'''

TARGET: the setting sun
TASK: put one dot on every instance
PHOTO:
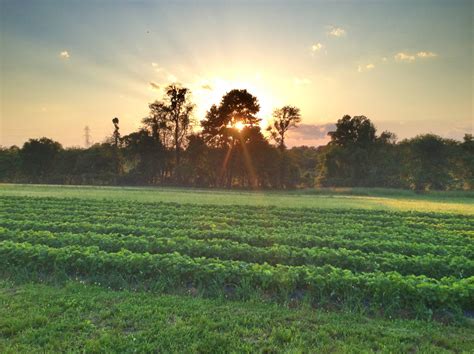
(239, 125)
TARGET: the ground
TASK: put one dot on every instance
(48, 305)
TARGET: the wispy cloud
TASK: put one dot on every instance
(405, 57)
(154, 86)
(366, 67)
(301, 81)
(157, 67)
(316, 47)
(337, 32)
(426, 55)
(64, 54)
(409, 58)
(310, 134)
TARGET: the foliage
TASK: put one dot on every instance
(395, 262)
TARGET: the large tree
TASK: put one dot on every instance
(38, 157)
(233, 125)
(357, 130)
(238, 108)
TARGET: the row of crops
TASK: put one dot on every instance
(391, 261)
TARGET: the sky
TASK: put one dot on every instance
(64, 65)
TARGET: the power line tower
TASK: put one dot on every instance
(87, 136)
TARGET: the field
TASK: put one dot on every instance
(326, 270)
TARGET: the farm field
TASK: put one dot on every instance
(286, 263)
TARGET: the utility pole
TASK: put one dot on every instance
(87, 136)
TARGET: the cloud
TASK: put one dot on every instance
(367, 67)
(300, 81)
(405, 57)
(172, 78)
(316, 47)
(64, 54)
(409, 58)
(426, 55)
(157, 67)
(310, 134)
(337, 32)
(154, 86)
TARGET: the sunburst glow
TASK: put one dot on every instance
(239, 125)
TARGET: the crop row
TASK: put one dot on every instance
(354, 260)
(439, 237)
(380, 290)
(254, 239)
(238, 214)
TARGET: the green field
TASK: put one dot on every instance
(173, 269)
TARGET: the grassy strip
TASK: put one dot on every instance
(356, 261)
(460, 203)
(372, 245)
(85, 318)
(390, 292)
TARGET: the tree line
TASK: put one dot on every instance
(231, 151)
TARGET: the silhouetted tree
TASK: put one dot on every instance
(116, 134)
(283, 119)
(38, 156)
(426, 161)
(237, 106)
(219, 129)
(357, 130)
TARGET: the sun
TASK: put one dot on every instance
(239, 125)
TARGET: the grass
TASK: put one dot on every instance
(62, 315)
(385, 199)
(85, 318)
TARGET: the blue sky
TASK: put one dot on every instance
(407, 65)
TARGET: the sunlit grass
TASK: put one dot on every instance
(451, 202)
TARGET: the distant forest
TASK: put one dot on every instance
(230, 151)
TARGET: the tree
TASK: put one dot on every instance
(38, 156)
(283, 119)
(357, 130)
(116, 134)
(172, 115)
(180, 109)
(237, 106)
(426, 162)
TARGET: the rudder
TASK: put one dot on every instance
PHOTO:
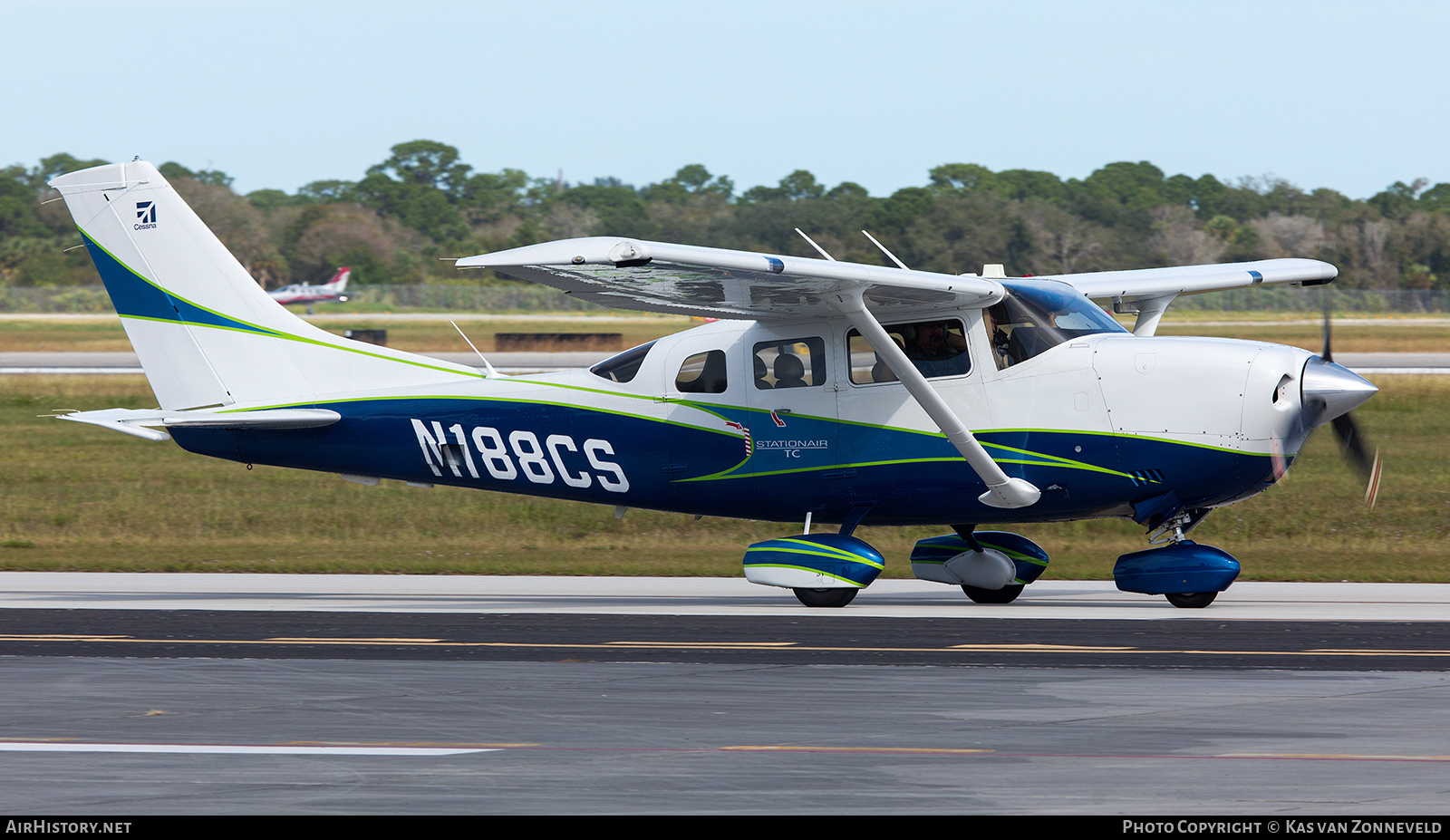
(205, 331)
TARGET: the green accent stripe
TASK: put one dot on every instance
(804, 569)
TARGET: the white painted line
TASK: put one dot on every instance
(236, 748)
(86, 371)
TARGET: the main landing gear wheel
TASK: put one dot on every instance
(1191, 600)
(826, 596)
(1005, 595)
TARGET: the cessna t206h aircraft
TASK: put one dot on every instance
(826, 391)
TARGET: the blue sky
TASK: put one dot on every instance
(1348, 96)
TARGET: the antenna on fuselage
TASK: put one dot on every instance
(819, 250)
(488, 369)
(899, 265)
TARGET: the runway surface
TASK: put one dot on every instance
(205, 694)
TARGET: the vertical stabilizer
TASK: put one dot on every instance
(205, 331)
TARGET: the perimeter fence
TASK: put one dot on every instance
(362, 299)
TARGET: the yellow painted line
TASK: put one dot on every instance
(797, 748)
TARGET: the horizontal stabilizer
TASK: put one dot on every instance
(134, 421)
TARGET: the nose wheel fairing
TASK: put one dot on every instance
(1181, 569)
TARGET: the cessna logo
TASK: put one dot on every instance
(145, 215)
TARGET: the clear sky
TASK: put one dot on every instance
(1350, 96)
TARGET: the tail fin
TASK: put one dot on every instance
(205, 331)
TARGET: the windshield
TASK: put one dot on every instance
(623, 367)
(1037, 315)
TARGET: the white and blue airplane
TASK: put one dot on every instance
(826, 391)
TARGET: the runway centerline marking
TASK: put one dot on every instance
(237, 748)
(720, 646)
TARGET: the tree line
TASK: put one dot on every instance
(408, 214)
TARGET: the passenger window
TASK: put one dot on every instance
(702, 373)
(794, 363)
(934, 347)
(623, 367)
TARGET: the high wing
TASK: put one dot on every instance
(1147, 292)
(627, 273)
(1194, 279)
(691, 280)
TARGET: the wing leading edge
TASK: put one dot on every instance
(1194, 279)
(627, 273)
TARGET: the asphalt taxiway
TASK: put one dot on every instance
(205, 694)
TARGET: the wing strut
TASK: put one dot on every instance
(1002, 490)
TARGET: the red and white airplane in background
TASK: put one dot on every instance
(308, 294)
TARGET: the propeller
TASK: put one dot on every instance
(1352, 439)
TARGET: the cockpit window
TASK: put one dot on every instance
(1037, 315)
(934, 347)
(623, 367)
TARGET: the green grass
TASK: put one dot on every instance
(80, 497)
(106, 334)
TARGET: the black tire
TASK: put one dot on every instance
(1005, 595)
(826, 596)
(1191, 600)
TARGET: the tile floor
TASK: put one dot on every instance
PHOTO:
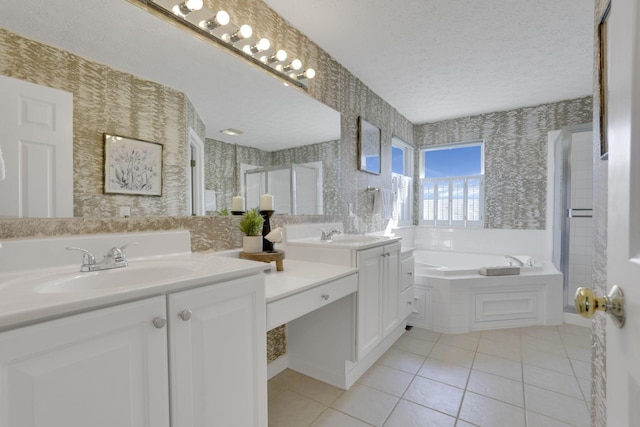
(533, 377)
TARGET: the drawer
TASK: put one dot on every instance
(406, 303)
(408, 267)
(286, 309)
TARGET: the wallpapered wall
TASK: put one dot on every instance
(515, 148)
(107, 100)
(103, 101)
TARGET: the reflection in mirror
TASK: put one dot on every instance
(369, 146)
(297, 188)
(113, 60)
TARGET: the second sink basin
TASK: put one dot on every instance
(138, 273)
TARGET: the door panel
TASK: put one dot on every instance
(623, 261)
(36, 135)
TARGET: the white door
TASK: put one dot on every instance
(218, 355)
(36, 139)
(623, 269)
(103, 368)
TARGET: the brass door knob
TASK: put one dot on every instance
(587, 304)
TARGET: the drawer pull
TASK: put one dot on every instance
(160, 322)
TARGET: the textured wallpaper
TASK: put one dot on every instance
(107, 100)
(515, 147)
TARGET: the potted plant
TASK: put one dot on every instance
(251, 226)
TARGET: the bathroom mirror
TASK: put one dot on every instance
(223, 91)
(369, 146)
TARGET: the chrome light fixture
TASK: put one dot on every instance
(187, 6)
(239, 40)
(308, 74)
(244, 32)
(262, 45)
(220, 19)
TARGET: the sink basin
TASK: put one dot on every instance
(138, 273)
(346, 240)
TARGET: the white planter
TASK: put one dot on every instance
(252, 244)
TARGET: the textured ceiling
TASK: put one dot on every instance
(440, 59)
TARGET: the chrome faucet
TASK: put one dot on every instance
(513, 259)
(330, 234)
(115, 258)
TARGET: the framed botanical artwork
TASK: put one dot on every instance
(369, 147)
(132, 166)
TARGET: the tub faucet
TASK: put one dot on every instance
(330, 234)
(513, 259)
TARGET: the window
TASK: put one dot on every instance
(402, 181)
(452, 179)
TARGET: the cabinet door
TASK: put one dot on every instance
(218, 355)
(104, 368)
(391, 288)
(370, 278)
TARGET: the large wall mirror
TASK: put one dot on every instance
(139, 76)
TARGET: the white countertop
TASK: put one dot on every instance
(299, 276)
(21, 306)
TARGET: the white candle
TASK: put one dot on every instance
(266, 202)
(237, 204)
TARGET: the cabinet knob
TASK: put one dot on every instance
(185, 315)
(160, 322)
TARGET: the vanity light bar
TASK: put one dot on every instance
(217, 27)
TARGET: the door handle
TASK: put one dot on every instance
(587, 304)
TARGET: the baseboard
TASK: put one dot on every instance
(576, 319)
(277, 366)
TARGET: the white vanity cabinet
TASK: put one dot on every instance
(103, 368)
(378, 311)
(217, 337)
(110, 367)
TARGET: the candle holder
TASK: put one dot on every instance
(267, 246)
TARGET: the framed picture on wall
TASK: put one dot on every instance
(602, 81)
(369, 146)
(132, 166)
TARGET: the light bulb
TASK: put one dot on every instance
(187, 6)
(244, 32)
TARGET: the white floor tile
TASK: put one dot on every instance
(333, 418)
(557, 406)
(453, 355)
(496, 387)
(414, 345)
(399, 359)
(408, 414)
(434, 395)
(389, 380)
(366, 404)
(487, 412)
(507, 368)
(444, 372)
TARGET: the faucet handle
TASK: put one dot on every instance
(118, 254)
(87, 257)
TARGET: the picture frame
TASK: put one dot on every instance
(369, 147)
(603, 53)
(132, 166)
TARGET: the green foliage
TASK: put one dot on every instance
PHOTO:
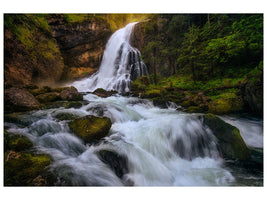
(76, 18)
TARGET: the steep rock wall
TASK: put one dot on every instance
(47, 49)
(82, 44)
(31, 54)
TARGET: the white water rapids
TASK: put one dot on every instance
(163, 147)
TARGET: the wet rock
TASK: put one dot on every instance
(117, 162)
(90, 128)
(42, 90)
(103, 93)
(71, 94)
(252, 93)
(19, 100)
(230, 143)
(25, 169)
(48, 97)
(65, 116)
(226, 105)
(16, 142)
(74, 104)
(98, 110)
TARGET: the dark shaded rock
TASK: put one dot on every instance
(75, 104)
(25, 169)
(252, 93)
(55, 104)
(81, 43)
(98, 110)
(103, 93)
(19, 100)
(16, 142)
(71, 94)
(31, 53)
(226, 105)
(117, 163)
(31, 86)
(90, 128)
(42, 90)
(48, 97)
(17, 118)
(230, 142)
(65, 116)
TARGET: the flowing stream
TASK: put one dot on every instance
(162, 147)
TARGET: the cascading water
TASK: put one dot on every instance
(121, 65)
(159, 147)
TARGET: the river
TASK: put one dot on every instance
(162, 147)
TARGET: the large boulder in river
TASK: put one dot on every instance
(90, 128)
(19, 100)
(118, 163)
(71, 94)
(104, 93)
(230, 142)
(48, 97)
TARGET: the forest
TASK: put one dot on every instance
(133, 99)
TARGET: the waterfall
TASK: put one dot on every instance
(156, 147)
(121, 64)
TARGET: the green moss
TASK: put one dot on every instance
(74, 104)
(48, 97)
(16, 142)
(194, 109)
(21, 169)
(230, 142)
(220, 106)
(65, 116)
(20, 143)
(77, 18)
(90, 128)
(153, 93)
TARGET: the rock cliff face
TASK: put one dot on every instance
(30, 53)
(47, 49)
(252, 93)
(138, 38)
(82, 44)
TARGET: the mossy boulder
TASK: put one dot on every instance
(74, 104)
(195, 109)
(19, 100)
(195, 102)
(16, 142)
(104, 93)
(230, 143)
(225, 105)
(65, 116)
(42, 90)
(153, 93)
(48, 97)
(90, 128)
(71, 94)
(117, 162)
(25, 169)
(139, 85)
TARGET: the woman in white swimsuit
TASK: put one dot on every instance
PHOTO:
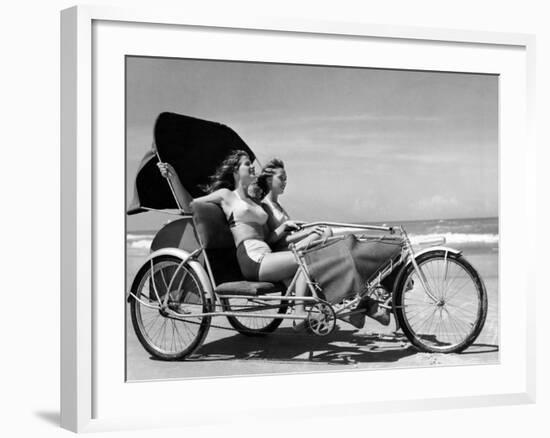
(248, 223)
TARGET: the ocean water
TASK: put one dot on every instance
(476, 234)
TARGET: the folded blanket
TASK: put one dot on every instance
(343, 267)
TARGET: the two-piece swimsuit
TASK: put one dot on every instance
(248, 219)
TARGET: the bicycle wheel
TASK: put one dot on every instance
(161, 334)
(451, 319)
(251, 326)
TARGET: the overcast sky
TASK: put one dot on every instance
(359, 144)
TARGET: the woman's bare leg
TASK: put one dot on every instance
(277, 266)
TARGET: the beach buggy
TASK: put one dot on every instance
(191, 276)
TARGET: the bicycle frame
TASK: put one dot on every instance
(407, 255)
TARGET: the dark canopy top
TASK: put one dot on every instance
(194, 147)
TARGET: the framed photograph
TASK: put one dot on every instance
(296, 206)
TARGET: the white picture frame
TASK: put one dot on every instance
(89, 399)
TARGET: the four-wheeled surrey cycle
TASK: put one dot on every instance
(191, 276)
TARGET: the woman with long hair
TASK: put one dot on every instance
(247, 220)
(272, 181)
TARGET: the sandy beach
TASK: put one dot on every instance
(227, 353)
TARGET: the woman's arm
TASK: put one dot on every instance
(183, 197)
(217, 197)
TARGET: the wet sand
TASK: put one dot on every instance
(227, 353)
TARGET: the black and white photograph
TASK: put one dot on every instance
(286, 218)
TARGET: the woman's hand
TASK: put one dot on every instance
(290, 226)
(166, 169)
(316, 229)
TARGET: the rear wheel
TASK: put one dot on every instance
(253, 326)
(171, 332)
(451, 319)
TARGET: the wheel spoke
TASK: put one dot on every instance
(456, 318)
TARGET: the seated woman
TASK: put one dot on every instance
(272, 181)
(247, 220)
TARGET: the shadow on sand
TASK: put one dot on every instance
(339, 348)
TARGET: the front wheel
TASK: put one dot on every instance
(171, 332)
(449, 320)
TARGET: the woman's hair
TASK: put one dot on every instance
(267, 172)
(223, 177)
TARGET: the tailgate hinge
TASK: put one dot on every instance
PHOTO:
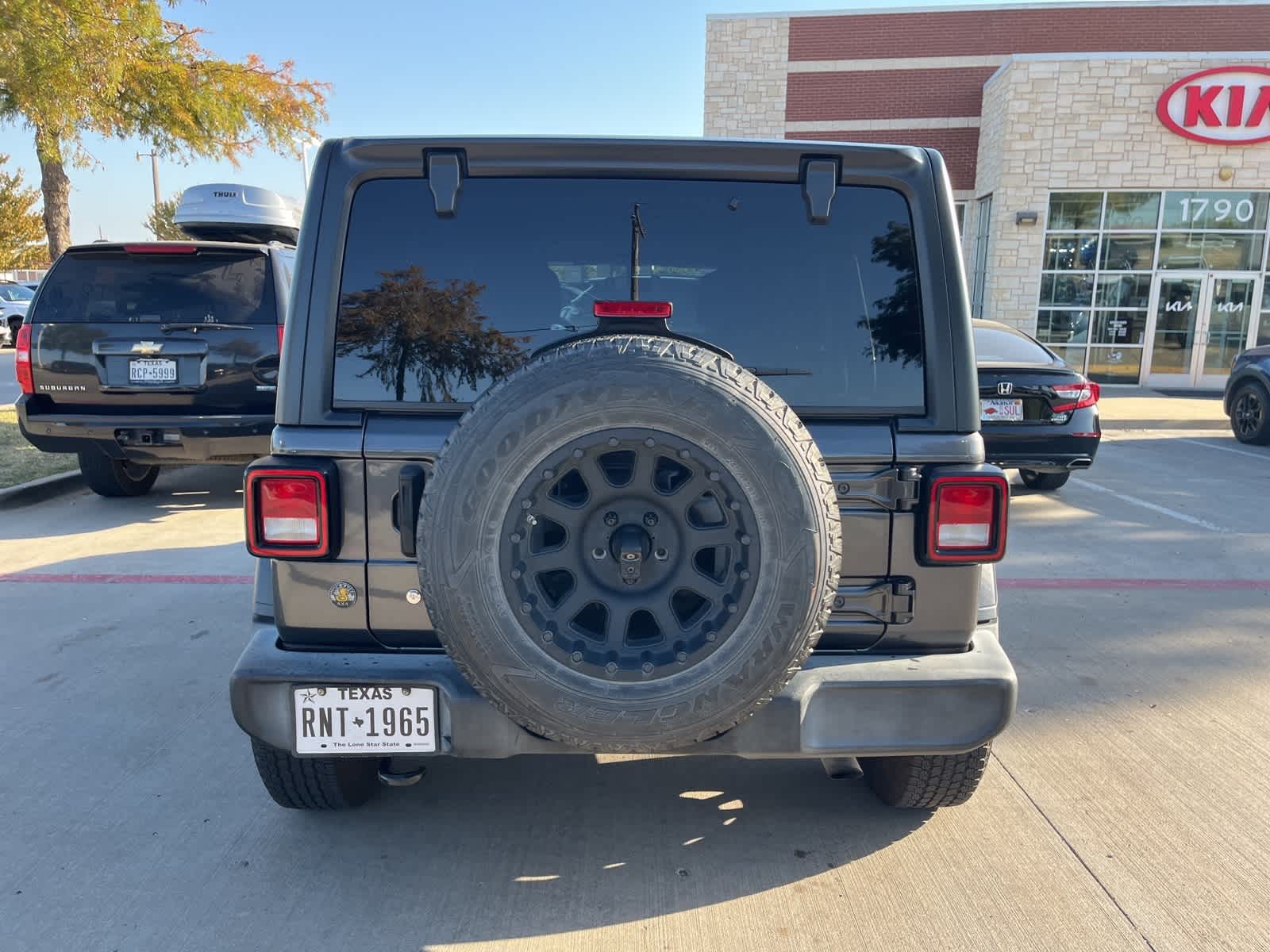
(888, 601)
(893, 489)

'''

Task directions -
For each line of the material that contains the word "light", make a copy.

Task solution -
TARGET: the chrome light fixture
TARGET: the vanity light bar
TARGET: the light bulb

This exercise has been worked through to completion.